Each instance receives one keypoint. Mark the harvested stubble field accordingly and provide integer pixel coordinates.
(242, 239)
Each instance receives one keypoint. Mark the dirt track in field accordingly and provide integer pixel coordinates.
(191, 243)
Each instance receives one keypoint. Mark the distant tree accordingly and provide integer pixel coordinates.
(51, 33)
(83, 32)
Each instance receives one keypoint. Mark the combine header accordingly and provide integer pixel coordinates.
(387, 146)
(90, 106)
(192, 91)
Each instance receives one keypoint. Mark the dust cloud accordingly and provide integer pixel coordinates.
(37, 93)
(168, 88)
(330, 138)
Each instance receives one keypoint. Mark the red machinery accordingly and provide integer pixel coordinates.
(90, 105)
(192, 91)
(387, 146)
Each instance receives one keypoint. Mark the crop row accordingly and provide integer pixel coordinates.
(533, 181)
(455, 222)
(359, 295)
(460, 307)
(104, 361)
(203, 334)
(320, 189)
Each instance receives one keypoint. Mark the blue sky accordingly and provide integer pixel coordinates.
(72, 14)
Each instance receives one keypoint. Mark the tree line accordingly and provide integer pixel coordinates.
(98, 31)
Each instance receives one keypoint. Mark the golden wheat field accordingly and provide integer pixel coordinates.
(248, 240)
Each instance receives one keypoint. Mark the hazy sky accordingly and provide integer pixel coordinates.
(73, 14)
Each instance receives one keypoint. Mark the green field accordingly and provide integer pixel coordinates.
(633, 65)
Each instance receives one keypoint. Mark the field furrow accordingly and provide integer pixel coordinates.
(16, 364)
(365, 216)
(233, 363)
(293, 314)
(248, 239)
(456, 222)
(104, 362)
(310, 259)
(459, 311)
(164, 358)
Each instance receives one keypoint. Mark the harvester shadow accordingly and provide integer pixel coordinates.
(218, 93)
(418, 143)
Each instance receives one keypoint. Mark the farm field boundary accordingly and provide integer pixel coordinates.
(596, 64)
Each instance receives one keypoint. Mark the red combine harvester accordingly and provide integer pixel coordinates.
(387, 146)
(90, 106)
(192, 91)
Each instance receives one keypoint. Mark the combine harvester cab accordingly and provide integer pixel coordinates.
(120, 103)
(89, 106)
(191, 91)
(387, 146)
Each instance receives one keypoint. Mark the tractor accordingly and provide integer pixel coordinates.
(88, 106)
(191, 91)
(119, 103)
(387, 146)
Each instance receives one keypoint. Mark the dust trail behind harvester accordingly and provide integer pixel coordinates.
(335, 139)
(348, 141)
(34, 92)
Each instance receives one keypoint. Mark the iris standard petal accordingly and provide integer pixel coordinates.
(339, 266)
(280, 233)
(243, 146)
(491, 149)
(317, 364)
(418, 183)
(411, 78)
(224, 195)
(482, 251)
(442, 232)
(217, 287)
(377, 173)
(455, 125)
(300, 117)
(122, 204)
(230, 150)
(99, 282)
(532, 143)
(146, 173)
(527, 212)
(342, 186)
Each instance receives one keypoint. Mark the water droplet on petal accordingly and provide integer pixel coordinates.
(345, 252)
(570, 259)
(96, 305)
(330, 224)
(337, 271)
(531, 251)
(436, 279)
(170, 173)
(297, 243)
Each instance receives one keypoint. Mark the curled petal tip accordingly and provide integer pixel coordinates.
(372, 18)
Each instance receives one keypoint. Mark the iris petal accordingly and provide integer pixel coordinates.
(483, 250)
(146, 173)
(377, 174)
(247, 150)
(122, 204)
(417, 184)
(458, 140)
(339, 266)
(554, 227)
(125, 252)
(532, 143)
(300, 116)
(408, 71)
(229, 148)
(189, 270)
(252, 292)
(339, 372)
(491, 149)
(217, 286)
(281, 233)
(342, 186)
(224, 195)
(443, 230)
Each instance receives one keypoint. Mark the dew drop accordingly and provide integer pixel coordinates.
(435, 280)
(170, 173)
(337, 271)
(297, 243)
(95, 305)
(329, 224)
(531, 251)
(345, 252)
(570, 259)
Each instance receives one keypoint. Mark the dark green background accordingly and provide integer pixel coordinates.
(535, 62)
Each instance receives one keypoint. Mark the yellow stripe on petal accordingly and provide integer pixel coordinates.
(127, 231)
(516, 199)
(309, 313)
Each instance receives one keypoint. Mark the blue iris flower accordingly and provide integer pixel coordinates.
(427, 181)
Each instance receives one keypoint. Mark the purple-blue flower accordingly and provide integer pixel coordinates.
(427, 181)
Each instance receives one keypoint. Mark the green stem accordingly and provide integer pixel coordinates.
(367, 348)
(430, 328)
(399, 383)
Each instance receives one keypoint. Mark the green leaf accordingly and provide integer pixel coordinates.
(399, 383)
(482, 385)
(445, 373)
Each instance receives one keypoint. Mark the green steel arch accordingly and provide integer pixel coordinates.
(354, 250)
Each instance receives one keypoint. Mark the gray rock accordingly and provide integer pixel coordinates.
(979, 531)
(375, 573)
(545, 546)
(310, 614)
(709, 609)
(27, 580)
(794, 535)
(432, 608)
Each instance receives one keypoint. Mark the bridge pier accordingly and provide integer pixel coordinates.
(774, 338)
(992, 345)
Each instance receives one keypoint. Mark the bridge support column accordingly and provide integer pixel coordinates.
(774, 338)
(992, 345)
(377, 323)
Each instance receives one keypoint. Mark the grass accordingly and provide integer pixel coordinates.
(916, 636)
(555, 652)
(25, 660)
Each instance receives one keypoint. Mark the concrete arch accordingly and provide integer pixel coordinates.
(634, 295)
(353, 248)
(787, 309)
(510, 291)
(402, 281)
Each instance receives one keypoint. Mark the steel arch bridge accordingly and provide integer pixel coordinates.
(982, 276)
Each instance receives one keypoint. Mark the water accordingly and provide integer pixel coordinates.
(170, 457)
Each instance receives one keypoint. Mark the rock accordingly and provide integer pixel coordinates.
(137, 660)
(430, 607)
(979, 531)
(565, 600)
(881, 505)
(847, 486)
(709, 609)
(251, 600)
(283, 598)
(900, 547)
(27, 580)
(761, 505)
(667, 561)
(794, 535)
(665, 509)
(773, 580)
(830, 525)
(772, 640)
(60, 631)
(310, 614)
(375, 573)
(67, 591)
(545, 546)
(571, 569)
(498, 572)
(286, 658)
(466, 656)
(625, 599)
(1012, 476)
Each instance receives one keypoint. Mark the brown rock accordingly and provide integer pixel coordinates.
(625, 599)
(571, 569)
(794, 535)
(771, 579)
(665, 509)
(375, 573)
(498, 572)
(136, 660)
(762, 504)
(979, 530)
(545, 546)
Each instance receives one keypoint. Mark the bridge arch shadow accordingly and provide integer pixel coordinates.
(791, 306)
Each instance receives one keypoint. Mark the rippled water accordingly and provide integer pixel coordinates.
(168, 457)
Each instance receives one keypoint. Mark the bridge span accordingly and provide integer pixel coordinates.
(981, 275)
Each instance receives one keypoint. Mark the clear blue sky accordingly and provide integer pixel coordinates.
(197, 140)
+---+
WHAT YOU WILL DO → Transcribe the data. Leave every line exactly as it is.

EXPECTED ANSWER →
Each instance receives one keypoint. Mark the harvested stubble field accordingly and provide integer pixel coordinates.
(242, 239)
Each instance receives one keypoint. Mark the dirt track in field accordingly and provide integer pixel coordinates.
(191, 243)
Each instance receives one keypoint. Mark the distant tree accordingly and provide integer pixel coordinates.
(51, 33)
(83, 32)
Each instance receives one keypoint. Mark the combine header accordingly and provide integer pixel coordinates.
(387, 146)
(90, 106)
(192, 91)
Each instance receives one keypoint. Mark the dust cloud accordingly and provide integer pixel coordinates.
(37, 93)
(168, 88)
(330, 138)
Each instance receives one keypoint. Mark the red machinery accordingly and provide integer pixel coordinates.
(90, 105)
(192, 91)
(387, 146)
Each instance receives one keypoint. Mark the crop row accordingly and provide integer pixel coordinates.
(533, 181)
(455, 222)
(359, 295)
(460, 307)
(104, 361)
(203, 334)
(320, 189)
Each instance receives one keypoint. Mark the blue sky accordingly and provide integer pixel coordinates.
(72, 14)
Each instance receives one keypoint. Mark the tree line accordingly and provide integer pixel coordinates.
(98, 31)
Each instance receives one keypoint. Mark the golden wheat field accordingly and provide integer pixel coordinates.
(248, 240)
Each instance receives one keypoint. Mark the hazy sky accordingly and provide integer pixel coordinates.
(73, 14)
Each instance receives one keypoint. Mark the green field accordingly and provide integer pixel coordinates.
(633, 65)
Each instance receives one keypoint. Mark the field furrow accordingly and provide integer pixel coordinates.
(16, 364)
(365, 216)
(233, 363)
(293, 314)
(248, 239)
(456, 222)
(104, 362)
(310, 259)
(459, 311)
(164, 358)
Each instance receives one keypoint. Mark the harvester shadow accordingly and provide integer pixel coordinates.
(218, 93)
(418, 143)
Each instance receives one keypoint. Mark the farm field boundary accordingly and provide integer pixel coordinates.
(596, 64)
Each instance receives one keypoint. Mark the red combine harvester accordingly and provide integer pixel coordinates.
(387, 146)
(90, 106)
(192, 91)
Each instance receives one keypoint. Mark the combine harvester cab accordingly and provide integer pixel coordinates.
(120, 103)
(89, 106)
(191, 91)
(387, 146)
Each instance receives one keypoint. Mark the tractor accordingly and provide integer pixel coordinates.
(88, 106)
(191, 91)
(119, 103)
(387, 146)
Each instance receives one keypoint. Mark the dust trail behind harvester accordingly and provide integer pixel coordinates.
(335, 139)
(348, 141)
(34, 92)
Each instance receives one keypoint. Mark the iris standard petal accordingly and provide integer pixel coordinates.
(339, 266)
(280, 233)
(243, 146)
(491, 149)
(317, 364)
(418, 183)
(411, 78)
(224, 195)
(482, 251)
(442, 232)
(217, 287)
(377, 173)
(455, 125)
(300, 117)
(122, 204)
(230, 150)
(99, 282)
(532, 143)
(146, 173)
(527, 212)
(342, 186)
Each instance receives one keypoint. Mark the water droplet on petal accordingly and provide integer pixel coordinates.
(345, 252)
(570, 259)
(96, 305)
(330, 224)
(337, 271)
(531, 251)
(436, 279)
(170, 173)
(297, 243)
Each instance receives one keypoint. Mark the curled petal tip accordingly and provide integer pixel coordinates.
(372, 18)
Each instance receives one keypoint. Mark the iris petal accordingly and provide integer pixel coordinates.
(483, 250)
(146, 173)
(377, 174)
(247, 150)
(122, 204)
(417, 184)
(458, 140)
(339, 266)
(554, 227)
(125, 252)
(532, 143)
(300, 116)
(408, 71)
(229, 148)
(189, 270)
(252, 292)
(339, 372)
(491, 149)
(217, 286)
(281, 233)
(342, 186)
(224, 195)
(443, 230)
Each instance receives one keypoint. Mark the dew drop accordingly and provide integer pixel coordinates.
(435, 280)
(170, 173)
(337, 271)
(297, 243)
(95, 305)
(329, 224)
(531, 251)
(345, 252)
(570, 259)
Each instance receives one keypoint. Mark the dark green background accordingly and provide integer pixel coordinates.
(535, 62)
Each instance receives one keypoint. Mark the yellow stripe on petal accordingly and provide integer pixel coordinates.
(127, 231)
(516, 199)
(309, 313)
Each instance receives one keypoint. Mark the blue iris flower accordingly and provide integer pixel coordinates.
(427, 181)
Each instance receives one keypoint. Mark the purple-blue flower accordingly and provide integer pixel coordinates.
(427, 181)
Each instance receives one keypoint. Mark the green stem accordingly and provide integer pixel coordinates.
(367, 348)
(430, 328)
(399, 383)
Each instance receives one keypoint. Mark the green leaf accordingly and provide integer pixel coordinates.
(399, 383)
(482, 385)
(445, 373)
Each instance receives one keypoint. Mark the green steel arch accordingly and provide integer pixel coordinates.
(354, 250)
Each instance receives one keypoint. Mark the gray rock accordingly and provide integer pixel coordinates.
(979, 531)
(375, 573)
(545, 546)
(310, 614)
(709, 609)
(27, 580)
(794, 535)
(432, 608)
Each instance receives one keypoint. Mark the bridge pier accordingly and provide integer pixel coordinates.
(774, 338)
(992, 345)
Each instance receives one keypoint. Mark the bridge support column accordingly and provide integer pixel coordinates.
(774, 338)
(992, 345)
(377, 323)
Each instance receives one keypoint. Mark the grass accordingly and provide integer pixel coordinates.
(916, 636)
(555, 652)
(25, 660)
Each instance receives one keypoint. Mark the concrete arch accordingly and provide integer pixel coordinates.
(634, 295)
(353, 248)
(787, 309)
(510, 291)
(402, 281)
Each instance receives one keypoint. Mark the steel arch bridge accordingly and provide integer pixel coordinates.
(982, 276)
Each instance receives one keypoint. Mark the water accordingly and provide integer pixel coordinates.
(170, 457)
Each instance receives one keypoint. Mark the rock accordingly and provide integer pixel coordinates.
(137, 660)
(430, 607)
(979, 531)
(565, 600)
(881, 505)
(847, 486)
(709, 609)
(251, 600)
(283, 598)
(900, 547)
(27, 580)
(761, 505)
(667, 561)
(794, 535)
(665, 509)
(773, 580)
(830, 525)
(772, 640)
(60, 631)
(310, 614)
(375, 573)
(67, 591)
(545, 546)
(571, 569)
(498, 572)
(286, 658)
(466, 656)
(625, 599)
(1012, 476)
Each instance receives one keypoint. Mark the brown rock accordingly and provide integer pixel coordinates.
(625, 599)
(571, 569)
(794, 535)
(771, 579)
(665, 509)
(375, 573)
(498, 572)
(136, 660)
(762, 504)
(979, 530)
(545, 546)
Each instance receives one keypoint. Mark the bridge arch shadow accordingly and provide integer pixel coordinates.
(791, 306)
Each instance receives one keypoint. Mark the rippled water accordingly and provide integer pixel coordinates.
(168, 457)
Each instance receives one keypoint. Mark the bridge span accordingly and provide integer pixel coordinates.
(981, 275)
Each instance receives one keypoint. Mark the clear blue sky accordingly and provide integer pixel coordinates.
(197, 140)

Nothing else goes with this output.